▸ **Potongan Dokumen**:
···

Mengupas Hak Istimewa Patwal Pejabat di Jalan dalam Perspektif Pelayanan Publik
Dicky Wahyudi,-Dok Pribadi-
Oleh Dicky Wahyudi
Mahasiswa Universitas Pertiba
Di tengah kepadatan arus lalu lintas yang menjadi pemandangan sehari-hari, raungan sirene "tot wut wut" akhir-akhir ini menjadi viral di media sosial. Tidak hanya berfungsi sebagai isyarat, tetapi juga sebagai penanda adanya hak prioritas yang diberikan kepada rombongan kendaraan tertentu. Seketika, para pengguna jalan lainnya harus menepi, memberikan jalur tanpa hambatan bagi pihak yang dikawal, seolah-olah urgensi mereka melampaui kepentingan ribuan individu yang terjebak dalam kemacetan yang sama. Fenomena ini secara langsung memicu pertanyaan mendasar mengenai keadilan dan kesetaraan di ruang publik.
Pada dasarnya, esensi dari pelayanan publik adalah menempatkan kebutuhan masyarakat di atas kepentingan pribadi. Pejabat publik, dalam kapasitasnya sebagai abdi negara, seharusnya menjadi teladan dalam menunjukkan empati dan kesetaraan. Namun, tindakan meminta pengawalan di jalanan justru menciptakan sebuah kontradiksi fundamental antara fungsi mereka sebagai pelayan dan posisi mereka sebagai pihak yang dilayani.
Paradoks ini menjadi semakin menonjol dalam konteks pelayanan publik, di mana pejabat negara seharusnya berposisi sebagai pelayan rakyat, bukan pihak yang harus didahulukan. Meskipun Undang-Undang telah mengatur kendaraan yang berhak mendapat prioritas, praktik di lapangan seringkali menunjukkan adanya penyalahgunaan wewenang yang mengikis kepercayaan publik.
Sirine "tot wut wut" dengan demikian bertransformasi dari sekadar alat bantu menjadi simbol arogansi dan jarak antara pemangku jabatan dan masyarakat. Alih-alih mencerminkan pelayanan prima, bunyi sirene tersebut justru mengisyaratkan adanya hak istimewa yang merusak citra dan esensi dari pelayanan publik itu sendiri.
//Permasalahan dan Aturan
Fenomena ini, pada akhirnya, melampaui isu kemacetan dan bertransformasi menjadi simbol kelas sosial yang mencolok. Sirine "tot wut wut" dan iring-iringan patwal menjadi penanda visual dan auditori dari sebuah hierarki yang memisahkan "mereka" dari "kita."

···

▸ **Kumpulan entri data**:
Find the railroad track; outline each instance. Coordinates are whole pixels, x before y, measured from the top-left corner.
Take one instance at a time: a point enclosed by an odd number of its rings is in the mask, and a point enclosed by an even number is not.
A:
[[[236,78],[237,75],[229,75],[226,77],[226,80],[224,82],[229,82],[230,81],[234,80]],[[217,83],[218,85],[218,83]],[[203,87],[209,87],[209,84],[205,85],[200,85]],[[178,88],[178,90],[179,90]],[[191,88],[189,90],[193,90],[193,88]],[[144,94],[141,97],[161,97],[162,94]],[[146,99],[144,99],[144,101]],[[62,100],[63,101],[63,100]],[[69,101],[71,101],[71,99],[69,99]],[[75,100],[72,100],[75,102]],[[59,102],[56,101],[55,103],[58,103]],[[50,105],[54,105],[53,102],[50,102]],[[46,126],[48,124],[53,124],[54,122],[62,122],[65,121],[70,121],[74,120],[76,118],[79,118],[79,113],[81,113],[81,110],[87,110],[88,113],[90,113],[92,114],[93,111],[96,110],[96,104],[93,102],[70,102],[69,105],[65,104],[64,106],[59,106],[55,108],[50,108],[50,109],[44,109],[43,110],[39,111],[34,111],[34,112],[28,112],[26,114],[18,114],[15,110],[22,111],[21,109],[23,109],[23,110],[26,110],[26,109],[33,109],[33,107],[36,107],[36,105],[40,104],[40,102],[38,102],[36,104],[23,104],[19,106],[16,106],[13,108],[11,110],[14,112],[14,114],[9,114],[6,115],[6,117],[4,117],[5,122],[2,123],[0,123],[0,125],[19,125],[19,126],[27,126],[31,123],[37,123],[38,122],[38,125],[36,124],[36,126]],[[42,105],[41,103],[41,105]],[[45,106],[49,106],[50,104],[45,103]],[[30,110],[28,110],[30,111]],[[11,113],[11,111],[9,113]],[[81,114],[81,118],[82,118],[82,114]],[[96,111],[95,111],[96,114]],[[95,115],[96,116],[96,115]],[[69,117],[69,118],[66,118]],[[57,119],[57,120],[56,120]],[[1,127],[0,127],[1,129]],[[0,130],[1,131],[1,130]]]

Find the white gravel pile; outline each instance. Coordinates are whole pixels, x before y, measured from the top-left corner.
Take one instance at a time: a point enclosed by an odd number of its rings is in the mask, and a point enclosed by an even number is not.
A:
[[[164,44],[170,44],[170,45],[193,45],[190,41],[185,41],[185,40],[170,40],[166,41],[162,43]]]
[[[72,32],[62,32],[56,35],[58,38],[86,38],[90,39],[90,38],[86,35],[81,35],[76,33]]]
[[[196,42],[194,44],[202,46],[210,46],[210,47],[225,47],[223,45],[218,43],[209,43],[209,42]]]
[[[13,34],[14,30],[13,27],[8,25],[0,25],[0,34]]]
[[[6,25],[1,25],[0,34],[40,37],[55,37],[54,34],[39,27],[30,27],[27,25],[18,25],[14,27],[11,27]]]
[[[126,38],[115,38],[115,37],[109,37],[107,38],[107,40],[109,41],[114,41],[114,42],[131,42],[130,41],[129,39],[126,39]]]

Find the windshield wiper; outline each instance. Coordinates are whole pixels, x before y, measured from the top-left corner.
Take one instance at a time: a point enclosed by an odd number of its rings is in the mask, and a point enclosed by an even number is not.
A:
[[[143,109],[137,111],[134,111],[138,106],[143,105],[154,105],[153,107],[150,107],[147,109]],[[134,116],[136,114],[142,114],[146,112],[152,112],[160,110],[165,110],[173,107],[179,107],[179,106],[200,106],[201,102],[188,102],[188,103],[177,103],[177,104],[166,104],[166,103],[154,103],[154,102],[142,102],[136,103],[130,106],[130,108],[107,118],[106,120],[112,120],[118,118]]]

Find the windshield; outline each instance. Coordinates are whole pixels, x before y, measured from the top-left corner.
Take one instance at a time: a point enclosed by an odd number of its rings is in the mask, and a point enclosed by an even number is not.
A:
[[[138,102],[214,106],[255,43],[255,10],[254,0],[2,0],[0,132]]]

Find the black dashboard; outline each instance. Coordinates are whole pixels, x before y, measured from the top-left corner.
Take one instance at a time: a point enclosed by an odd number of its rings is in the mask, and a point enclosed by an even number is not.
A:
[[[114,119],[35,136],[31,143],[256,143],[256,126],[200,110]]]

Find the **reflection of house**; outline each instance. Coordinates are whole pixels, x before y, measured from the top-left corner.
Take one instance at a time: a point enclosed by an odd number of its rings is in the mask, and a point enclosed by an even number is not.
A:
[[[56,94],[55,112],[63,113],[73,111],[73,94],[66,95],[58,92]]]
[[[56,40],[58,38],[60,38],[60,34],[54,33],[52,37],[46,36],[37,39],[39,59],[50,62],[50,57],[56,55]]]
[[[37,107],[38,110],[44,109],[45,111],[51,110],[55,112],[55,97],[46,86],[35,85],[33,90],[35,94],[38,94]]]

···

Jawab pertanyaan berikut berdasarkan tulisan tentang patwal pejabat.
(a) Penulis tulisan ini tercatat sebagai mahasiswa universitas apa?
(b) Apa esensi pelayanan publik menurut tulisan ini?
(c) Sirene "tot wut wut" dan iring-iringan patwal disebut sebagai penanda visual dan auditori dari apa?
Gunakan tulisan di atas sebagai satu-satunya sumber.

(a) Universitas Pertiba.
(b) Menempatkan kebutuhan masyarakat di atas kepentingan pribadi.
(c) Sebuah hierarki yang memisahkan "mereka" dari "kita."